● Coordinate annotation entries
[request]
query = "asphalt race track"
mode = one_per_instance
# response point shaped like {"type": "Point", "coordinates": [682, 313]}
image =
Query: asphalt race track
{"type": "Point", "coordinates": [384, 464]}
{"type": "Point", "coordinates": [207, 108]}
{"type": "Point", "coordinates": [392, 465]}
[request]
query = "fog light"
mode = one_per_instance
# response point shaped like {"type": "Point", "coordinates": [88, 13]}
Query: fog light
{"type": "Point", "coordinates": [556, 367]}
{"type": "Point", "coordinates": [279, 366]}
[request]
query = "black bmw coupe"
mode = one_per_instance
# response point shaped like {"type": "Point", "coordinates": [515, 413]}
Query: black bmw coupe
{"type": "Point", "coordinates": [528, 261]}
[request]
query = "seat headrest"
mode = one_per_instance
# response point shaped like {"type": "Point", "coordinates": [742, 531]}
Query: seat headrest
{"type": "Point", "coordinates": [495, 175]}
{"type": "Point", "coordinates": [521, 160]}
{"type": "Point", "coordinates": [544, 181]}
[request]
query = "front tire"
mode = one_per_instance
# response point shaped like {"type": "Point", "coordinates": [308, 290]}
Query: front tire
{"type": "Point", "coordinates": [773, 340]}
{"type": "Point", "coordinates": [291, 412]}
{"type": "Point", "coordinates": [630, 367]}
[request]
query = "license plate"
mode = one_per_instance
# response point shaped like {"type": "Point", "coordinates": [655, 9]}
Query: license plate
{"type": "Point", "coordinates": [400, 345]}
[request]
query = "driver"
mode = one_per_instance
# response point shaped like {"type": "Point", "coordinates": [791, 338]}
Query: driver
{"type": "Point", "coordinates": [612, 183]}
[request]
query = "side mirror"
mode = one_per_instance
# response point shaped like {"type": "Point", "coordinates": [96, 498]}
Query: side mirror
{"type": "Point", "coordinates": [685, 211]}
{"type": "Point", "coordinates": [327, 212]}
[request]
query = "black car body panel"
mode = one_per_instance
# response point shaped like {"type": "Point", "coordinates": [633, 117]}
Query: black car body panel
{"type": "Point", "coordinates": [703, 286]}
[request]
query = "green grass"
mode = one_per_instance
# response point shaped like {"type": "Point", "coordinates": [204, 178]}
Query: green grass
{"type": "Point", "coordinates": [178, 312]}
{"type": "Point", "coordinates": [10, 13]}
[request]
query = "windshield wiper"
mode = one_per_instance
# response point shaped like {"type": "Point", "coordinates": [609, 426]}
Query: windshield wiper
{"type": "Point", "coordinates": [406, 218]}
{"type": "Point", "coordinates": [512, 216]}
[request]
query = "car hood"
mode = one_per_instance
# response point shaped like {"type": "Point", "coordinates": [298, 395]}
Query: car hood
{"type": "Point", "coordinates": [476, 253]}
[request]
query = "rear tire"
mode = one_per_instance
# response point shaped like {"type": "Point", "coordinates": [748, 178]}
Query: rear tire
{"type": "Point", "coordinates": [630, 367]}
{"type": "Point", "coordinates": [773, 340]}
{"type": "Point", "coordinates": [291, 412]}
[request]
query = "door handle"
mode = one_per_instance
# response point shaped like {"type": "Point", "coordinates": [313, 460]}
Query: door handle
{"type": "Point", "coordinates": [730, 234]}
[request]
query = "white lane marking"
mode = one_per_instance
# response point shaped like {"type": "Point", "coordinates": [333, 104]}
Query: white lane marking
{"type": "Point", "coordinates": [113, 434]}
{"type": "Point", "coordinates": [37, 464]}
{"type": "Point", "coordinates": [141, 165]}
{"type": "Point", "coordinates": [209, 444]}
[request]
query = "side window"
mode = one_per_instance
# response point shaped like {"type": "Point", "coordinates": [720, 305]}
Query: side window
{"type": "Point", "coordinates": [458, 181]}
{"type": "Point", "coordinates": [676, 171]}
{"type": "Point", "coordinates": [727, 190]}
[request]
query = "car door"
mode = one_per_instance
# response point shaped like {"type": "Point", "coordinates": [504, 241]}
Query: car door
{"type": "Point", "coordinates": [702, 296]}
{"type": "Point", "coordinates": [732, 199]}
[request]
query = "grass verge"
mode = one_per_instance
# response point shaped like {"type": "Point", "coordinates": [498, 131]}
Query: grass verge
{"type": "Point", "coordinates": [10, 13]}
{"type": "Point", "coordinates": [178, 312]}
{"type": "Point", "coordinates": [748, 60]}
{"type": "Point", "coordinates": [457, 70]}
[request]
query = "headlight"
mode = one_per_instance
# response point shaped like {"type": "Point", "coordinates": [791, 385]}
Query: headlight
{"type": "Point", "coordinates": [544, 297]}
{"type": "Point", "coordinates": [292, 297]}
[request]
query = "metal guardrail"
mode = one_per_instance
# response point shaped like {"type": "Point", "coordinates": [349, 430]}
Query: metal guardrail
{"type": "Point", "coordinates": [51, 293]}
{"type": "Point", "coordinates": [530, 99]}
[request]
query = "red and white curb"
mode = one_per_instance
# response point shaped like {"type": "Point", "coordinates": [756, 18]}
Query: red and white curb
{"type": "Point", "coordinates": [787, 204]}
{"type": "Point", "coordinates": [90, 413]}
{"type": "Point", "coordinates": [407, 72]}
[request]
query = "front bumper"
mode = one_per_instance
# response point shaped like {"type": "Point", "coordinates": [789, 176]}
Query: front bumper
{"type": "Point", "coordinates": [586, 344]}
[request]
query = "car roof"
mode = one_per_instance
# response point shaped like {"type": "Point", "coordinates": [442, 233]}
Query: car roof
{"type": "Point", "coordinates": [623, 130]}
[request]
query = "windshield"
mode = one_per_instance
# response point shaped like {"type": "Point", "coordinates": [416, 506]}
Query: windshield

● Exercise description
Copy out the whole listing exactly as written.

● Exercise result
[request]
query = "asphalt race track"
mode = one_per_instance
# response point shaped like {"type": "Point", "coordinates": [682, 313]}
image =
Query: asphalt race track
{"type": "Point", "coordinates": [384, 464]}
{"type": "Point", "coordinates": [207, 108]}
{"type": "Point", "coordinates": [392, 465]}
[request]
query = "fog light"
mode = one_per_instance
# response point shaped like {"type": "Point", "coordinates": [88, 13]}
Query: fog light
{"type": "Point", "coordinates": [556, 367]}
{"type": "Point", "coordinates": [279, 366]}
[request]
query = "black bmw coupe"
mode = one_per_instance
# response point shaped like {"type": "Point", "coordinates": [515, 413]}
Query: black bmw coupe
{"type": "Point", "coordinates": [528, 261]}
[request]
query = "seat headrest"
mode = one_per_instance
# response point shaped like {"type": "Point", "coordinates": [742, 531]}
Query: seat headrest
{"type": "Point", "coordinates": [495, 175]}
{"type": "Point", "coordinates": [521, 160]}
{"type": "Point", "coordinates": [544, 181]}
[request]
query = "front tire"
mode = one_per_instance
# response point shaped like {"type": "Point", "coordinates": [308, 290]}
Query: front tire
{"type": "Point", "coordinates": [773, 340]}
{"type": "Point", "coordinates": [291, 412]}
{"type": "Point", "coordinates": [630, 367]}
[request]
query = "license plate"
mode = one_per_instance
# response point shaped like {"type": "Point", "coordinates": [655, 9]}
Query: license plate
{"type": "Point", "coordinates": [400, 345]}
[request]
query = "driver"
mode = one_per_instance
# response point shaped like {"type": "Point", "coordinates": [791, 338]}
Query: driver
{"type": "Point", "coordinates": [612, 183]}
[request]
query = "side mirror"
mode = one_per_instance
# response point shaped like {"type": "Point", "coordinates": [96, 498]}
Query: side mirror
{"type": "Point", "coordinates": [685, 211]}
{"type": "Point", "coordinates": [327, 212]}
[request]
query = "black car body panel"
mode = one_per_instance
# response point shaped like {"type": "Point", "coordinates": [633, 117]}
Query: black car body panel
{"type": "Point", "coordinates": [703, 286]}
[request]
query = "green grass"
mode = one_per_instance
# response point shaped like {"type": "Point", "coordinates": [204, 178]}
Query: green grass
{"type": "Point", "coordinates": [178, 312]}
{"type": "Point", "coordinates": [10, 13]}
[request]
query = "windshield wiper"
mode = one_per_instance
# response point shaped like {"type": "Point", "coordinates": [609, 426]}
Query: windshield wiper
{"type": "Point", "coordinates": [406, 218]}
{"type": "Point", "coordinates": [512, 216]}
[request]
query = "car hood"
mode = one_per_instance
# response point shaped like {"type": "Point", "coordinates": [298, 395]}
Query: car hood
{"type": "Point", "coordinates": [476, 253]}
[request]
query = "rear tire"
mode = one_per_instance
# response point shaped like {"type": "Point", "coordinates": [748, 178]}
Query: rear tire
{"type": "Point", "coordinates": [630, 367]}
{"type": "Point", "coordinates": [773, 340]}
{"type": "Point", "coordinates": [291, 412]}
[request]
query = "door handle"
mode = one_per_instance
# response point shaped like {"type": "Point", "coordinates": [313, 460]}
Query: door handle
{"type": "Point", "coordinates": [730, 234]}
[request]
query = "white lane marking"
mode = one_per_instance
# response point shaped like {"type": "Point", "coordinates": [333, 104]}
Query: white lane marking
{"type": "Point", "coordinates": [113, 434]}
{"type": "Point", "coordinates": [37, 464]}
{"type": "Point", "coordinates": [141, 165]}
{"type": "Point", "coordinates": [209, 444]}
[request]
query = "side window"
mode = one_per_instance
# response point shaped like {"type": "Point", "coordinates": [720, 305]}
Query: side window
{"type": "Point", "coordinates": [458, 181]}
{"type": "Point", "coordinates": [676, 171]}
{"type": "Point", "coordinates": [727, 190]}
[request]
query = "car door"
mode = one_per_instance
# response point shaped like {"type": "Point", "coordinates": [504, 241]}
Query: car door
{"type": "Point", "coordinates": [702, 296]}
{"type": "Point", "coordinates": [732, 199]}
[request]
query = "grass verge"
mode = one_per_instance
# response point shaped like {"type": "Point", "coordinates": [498, 131]}
Query: grass verge
{"type": "Point", "coordinates": [10, 13]}
{"type": "Point", "coordinates": [178, 312]}
{"type": "Point", "coordinates": [748, 60]}
{"type": "Point", "coordinates": [457, 70]}
[request]
query = "headlight"
mode = one_per_instance
# response point shaped like {"type": "Point", "coordinates": [791, 385]}
Query: headlight
{"type": "Point", "coordinates": [544, 297]}
{"type": "Point", "coordinates": [292, 297]}
[request]
query = "metal guardrail"
mode = one_per_instance
# response point shaped like {"type": "Point", "coordinates": [349, 430]}
Query: metal guardrail
{"type": "Point", "coordinates": [51, 293]}
{"type": "Point", "coordinates": [530, 99]}
[request]
query = "red and white curb"
mode = one_per_instance
# response point shaped like {"type": "Point", "coordinates": [756, 18]}
Query: red and white curb
{"type": "Point", "coordinates": [787, 204]}
{"type": "Point", "coordinates": [90, 413]}
{"type": "Point", "coordinates": [407, 72]}
[request]
query = "front bumper"
mode = one_per_instance
# response point shaped like {"type": "Point", "coordinates": [789, 176]}
Query: front bumper
{"type": "Point", "coordinates": [586, 344]}
[request]
query = "car roof"
mode = one_per_instance
# response point shaped like {"type": "Point", "coordinates": [442, 233]}
Query: car roof
{"type": "Point", "coordinates": [623, 130]}
[request]
query = "windshield"
mode = one_per_instance
# response point shaped like {"type": "Point", "coordinates": [416, 506]}
Query: windshield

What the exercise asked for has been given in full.